DOCUMENT TEXT:
==========

Note that the constraint has precedence over the ratio. For instance, for a ratio of 0.7 the constraint holds (even or odd numbers are not scattered over splits) but the first split contains all samples and the second split is empty, violating the 0.7 ratio of split sizes:

>>> range(10) >> SplitRandom(ratio=0.7, constraint=same_parity)
[[0, 5, 2, 6, 4, 9, 8, 7, 3, 1], []]

Let’s close with a more realistic example. We load the Iris flower data set and split it into training and testing sets:

>>> train, test = ReadPandas('tests/data/iris.csv') >> SplitRandom(ratio=0.5)
>>> len(train), len(test)
(74, 75)

As you can see, with a split ratio of 0.5 training and test are roughly about the same size.

Note

SplitRandom() loads all samples into memory. Splitting therefore has to occur before large data object (e.g. images) belonging to samples are loaded.

Stratifying data

Real world data often contains considerably different numbers of samples for the classes to learn (class imbalance). Training a classifier on such an unbalanced data set could introduce a classification bias. Typically the classifier is more accurate on the class with more samples. A common method to avoid this bias, is to stratify the data by over- or under-sampling samples based on their class labels.

In the following example, we create an artificial sample set with 10 samples belonging to the good class and 100 samples for the bad class. CountValues() returns a dictionary with the sample frequencies for the class labels:

>>> samples = [(0, 'good')] * 10 + [(1, 'bad')] * 100
>>> labelcol = 1
>>> labeldist = samples >> CountValues(labelcol)
>>> print(labeldist)
{'good': 10, 'bad': 100}

Obviously, this is a very unbalanced data set. After stratification the samples frequencies are much more balanced:

>>> stratified = samples >> Stratify(labelcol, labeldist) >> Collect()
>>> print(stratified >> CountValues(labelcol))
{'good': 10, 'bad': 9}

Stratify() requires the label distribution of the unbalanced data set as input and down-sampling is based on the sample frequencies in labeldist. If the label distribution is known upfront, it can provided directly and there is no need to call CountValues().

==========

DATA PROVIDED:
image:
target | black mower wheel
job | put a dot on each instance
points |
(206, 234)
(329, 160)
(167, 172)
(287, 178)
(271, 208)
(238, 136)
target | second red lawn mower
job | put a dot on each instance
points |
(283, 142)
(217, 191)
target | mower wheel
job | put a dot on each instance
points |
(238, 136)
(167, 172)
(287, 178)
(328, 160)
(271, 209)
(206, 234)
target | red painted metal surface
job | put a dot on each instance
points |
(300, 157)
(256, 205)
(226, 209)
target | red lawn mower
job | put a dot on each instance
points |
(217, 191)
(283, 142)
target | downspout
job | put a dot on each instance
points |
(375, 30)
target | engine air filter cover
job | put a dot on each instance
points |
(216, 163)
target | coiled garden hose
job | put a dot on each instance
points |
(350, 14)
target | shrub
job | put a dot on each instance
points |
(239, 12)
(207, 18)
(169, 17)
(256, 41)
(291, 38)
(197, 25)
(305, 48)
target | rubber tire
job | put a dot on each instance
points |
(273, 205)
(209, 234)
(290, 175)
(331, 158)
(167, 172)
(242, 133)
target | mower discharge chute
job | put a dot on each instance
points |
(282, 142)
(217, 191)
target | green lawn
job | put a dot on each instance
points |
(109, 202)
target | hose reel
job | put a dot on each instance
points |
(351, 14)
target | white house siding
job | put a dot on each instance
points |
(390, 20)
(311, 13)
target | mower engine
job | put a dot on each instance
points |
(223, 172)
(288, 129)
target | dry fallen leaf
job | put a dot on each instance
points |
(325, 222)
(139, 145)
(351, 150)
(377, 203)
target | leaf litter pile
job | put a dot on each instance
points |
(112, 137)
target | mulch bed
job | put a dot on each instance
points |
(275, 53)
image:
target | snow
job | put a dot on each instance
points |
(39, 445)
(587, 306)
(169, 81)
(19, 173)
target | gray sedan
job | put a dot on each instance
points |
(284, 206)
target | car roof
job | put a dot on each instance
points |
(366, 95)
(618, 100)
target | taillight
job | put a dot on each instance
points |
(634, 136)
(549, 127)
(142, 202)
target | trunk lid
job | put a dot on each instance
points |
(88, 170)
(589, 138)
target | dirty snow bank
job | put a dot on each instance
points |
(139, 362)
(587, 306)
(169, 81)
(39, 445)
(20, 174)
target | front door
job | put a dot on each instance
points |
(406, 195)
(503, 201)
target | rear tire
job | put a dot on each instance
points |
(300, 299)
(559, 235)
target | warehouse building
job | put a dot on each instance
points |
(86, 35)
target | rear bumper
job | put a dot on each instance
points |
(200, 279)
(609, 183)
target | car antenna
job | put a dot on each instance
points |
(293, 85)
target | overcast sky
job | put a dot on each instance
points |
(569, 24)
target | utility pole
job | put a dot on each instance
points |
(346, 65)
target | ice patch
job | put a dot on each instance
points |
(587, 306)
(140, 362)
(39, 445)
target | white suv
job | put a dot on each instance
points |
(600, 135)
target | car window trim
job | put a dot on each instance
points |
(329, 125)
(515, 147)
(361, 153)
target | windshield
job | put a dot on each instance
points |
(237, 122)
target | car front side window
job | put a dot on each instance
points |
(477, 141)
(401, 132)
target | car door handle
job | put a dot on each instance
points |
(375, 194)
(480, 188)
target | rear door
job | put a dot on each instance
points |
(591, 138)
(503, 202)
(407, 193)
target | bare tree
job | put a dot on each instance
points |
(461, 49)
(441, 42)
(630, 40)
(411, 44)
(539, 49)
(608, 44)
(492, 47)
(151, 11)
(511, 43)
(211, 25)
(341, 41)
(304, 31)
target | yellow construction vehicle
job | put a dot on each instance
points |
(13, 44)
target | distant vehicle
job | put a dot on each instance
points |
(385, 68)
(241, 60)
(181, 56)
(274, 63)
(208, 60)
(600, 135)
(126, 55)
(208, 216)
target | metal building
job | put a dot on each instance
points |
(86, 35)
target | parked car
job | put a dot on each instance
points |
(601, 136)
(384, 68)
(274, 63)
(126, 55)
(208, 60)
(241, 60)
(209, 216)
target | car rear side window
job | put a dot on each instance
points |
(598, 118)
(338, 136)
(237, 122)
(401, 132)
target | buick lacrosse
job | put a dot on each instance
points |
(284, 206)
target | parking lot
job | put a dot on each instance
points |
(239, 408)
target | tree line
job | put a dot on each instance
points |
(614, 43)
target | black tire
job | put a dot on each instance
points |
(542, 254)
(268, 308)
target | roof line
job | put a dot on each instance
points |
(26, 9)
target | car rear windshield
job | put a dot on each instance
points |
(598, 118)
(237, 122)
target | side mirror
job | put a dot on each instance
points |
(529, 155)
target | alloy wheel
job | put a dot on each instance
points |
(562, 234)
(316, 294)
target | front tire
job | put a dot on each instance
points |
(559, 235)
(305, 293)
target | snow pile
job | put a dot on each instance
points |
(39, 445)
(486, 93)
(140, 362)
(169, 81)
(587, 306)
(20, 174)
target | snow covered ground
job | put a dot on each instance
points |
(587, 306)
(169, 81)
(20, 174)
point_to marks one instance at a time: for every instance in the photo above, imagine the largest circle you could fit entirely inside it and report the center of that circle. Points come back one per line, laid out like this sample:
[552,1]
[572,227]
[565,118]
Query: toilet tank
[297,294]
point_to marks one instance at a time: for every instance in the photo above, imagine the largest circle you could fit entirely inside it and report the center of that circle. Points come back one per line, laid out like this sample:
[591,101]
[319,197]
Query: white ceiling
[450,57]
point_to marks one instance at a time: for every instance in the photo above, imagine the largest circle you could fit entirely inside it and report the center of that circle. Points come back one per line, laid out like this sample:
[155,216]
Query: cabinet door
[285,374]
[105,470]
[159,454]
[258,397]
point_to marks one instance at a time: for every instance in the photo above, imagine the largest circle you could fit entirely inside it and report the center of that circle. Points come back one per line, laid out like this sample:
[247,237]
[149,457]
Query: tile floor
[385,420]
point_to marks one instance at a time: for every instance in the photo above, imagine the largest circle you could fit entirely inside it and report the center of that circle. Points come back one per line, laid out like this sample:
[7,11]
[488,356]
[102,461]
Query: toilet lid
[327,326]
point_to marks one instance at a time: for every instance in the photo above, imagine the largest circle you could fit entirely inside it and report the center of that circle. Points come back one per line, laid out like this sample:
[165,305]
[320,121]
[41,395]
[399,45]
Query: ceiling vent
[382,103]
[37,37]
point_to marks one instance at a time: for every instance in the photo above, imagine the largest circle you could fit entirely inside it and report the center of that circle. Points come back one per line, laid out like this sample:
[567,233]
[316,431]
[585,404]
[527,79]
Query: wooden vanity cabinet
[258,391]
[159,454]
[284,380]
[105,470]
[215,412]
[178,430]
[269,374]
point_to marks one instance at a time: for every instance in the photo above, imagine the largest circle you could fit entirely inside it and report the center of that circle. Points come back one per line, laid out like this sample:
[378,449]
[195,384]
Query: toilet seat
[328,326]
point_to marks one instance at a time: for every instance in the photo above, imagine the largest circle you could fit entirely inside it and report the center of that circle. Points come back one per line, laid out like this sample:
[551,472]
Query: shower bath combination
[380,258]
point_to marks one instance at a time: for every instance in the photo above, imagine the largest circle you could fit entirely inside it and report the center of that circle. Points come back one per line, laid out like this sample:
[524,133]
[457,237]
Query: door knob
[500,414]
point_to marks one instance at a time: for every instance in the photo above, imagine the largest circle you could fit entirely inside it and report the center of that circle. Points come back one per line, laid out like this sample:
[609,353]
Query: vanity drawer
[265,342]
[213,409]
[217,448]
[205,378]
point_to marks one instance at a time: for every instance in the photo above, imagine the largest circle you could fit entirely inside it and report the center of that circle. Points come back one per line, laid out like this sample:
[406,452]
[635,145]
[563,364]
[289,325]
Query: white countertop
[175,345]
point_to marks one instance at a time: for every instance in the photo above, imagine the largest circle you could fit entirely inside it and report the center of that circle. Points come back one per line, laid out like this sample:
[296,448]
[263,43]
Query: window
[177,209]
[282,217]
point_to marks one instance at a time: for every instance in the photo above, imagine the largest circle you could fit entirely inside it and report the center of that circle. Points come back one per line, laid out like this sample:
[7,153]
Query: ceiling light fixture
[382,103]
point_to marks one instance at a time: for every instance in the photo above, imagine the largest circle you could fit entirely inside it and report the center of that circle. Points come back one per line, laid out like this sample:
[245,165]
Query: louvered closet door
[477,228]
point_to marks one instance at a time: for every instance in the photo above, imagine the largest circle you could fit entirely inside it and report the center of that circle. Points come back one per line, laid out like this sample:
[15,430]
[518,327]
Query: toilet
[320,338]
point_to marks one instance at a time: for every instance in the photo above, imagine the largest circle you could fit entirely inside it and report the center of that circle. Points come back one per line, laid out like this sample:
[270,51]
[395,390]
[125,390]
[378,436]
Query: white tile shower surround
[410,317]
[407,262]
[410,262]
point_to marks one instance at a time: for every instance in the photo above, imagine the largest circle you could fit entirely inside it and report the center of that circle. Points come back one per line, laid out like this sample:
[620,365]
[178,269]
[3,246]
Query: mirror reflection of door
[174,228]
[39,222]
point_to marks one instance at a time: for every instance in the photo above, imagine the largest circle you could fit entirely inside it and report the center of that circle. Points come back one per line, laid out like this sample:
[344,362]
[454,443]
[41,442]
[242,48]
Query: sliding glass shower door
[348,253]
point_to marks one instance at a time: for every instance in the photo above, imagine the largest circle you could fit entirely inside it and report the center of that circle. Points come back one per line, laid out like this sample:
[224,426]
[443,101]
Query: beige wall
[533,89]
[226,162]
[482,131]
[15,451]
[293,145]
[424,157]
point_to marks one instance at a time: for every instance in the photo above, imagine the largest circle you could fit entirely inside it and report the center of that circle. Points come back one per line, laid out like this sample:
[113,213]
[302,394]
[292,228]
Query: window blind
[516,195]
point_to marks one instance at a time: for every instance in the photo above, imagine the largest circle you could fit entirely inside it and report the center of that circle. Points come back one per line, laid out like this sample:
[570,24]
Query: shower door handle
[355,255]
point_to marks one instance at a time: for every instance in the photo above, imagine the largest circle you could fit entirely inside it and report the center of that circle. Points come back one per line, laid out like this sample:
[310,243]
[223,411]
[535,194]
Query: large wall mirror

==========

COMPLETE THE FOLLOWING:
**a.** Answer these questions from the data-splitting text:
(i) In the Iris example with a ratio of 0.5, what are the lengths of the training and test sets?
(ii) How many samples of the good class and of the bad class does the artificial sample set contain?
(iii) What does SplitRandom() load into memory?
**b.** Reproduce word for word the part of the data-splitting text starting at "As you can see, with" and ending at "their class labels.".
The rows are separate material, unrelated to the data-splitting text.

YOUR RESPONSES:
**a.**
(i) 74 and 75.
(ii) 10 good and 100 bad.
(iii) All samples.

**b.**
As you can see, with a split ratio of 0.5 training and test are roughly about the same size.

Note

SplitRandom() loads all samples into memory. Splitting therefore has to occur before large data object (e.g. images) belonging to samples are loaded.

Stratifying data

Real world data often contains considerably different numbers of samples for the classes to learn (class imbalance). Training a classifier on such an unbalanced data set could introduce a classification bias. Typically the classifier is more accurate on the class with more samples. A common method to avoid this bias, is to stratify the data by over- or under-sampling samples based on their class labels.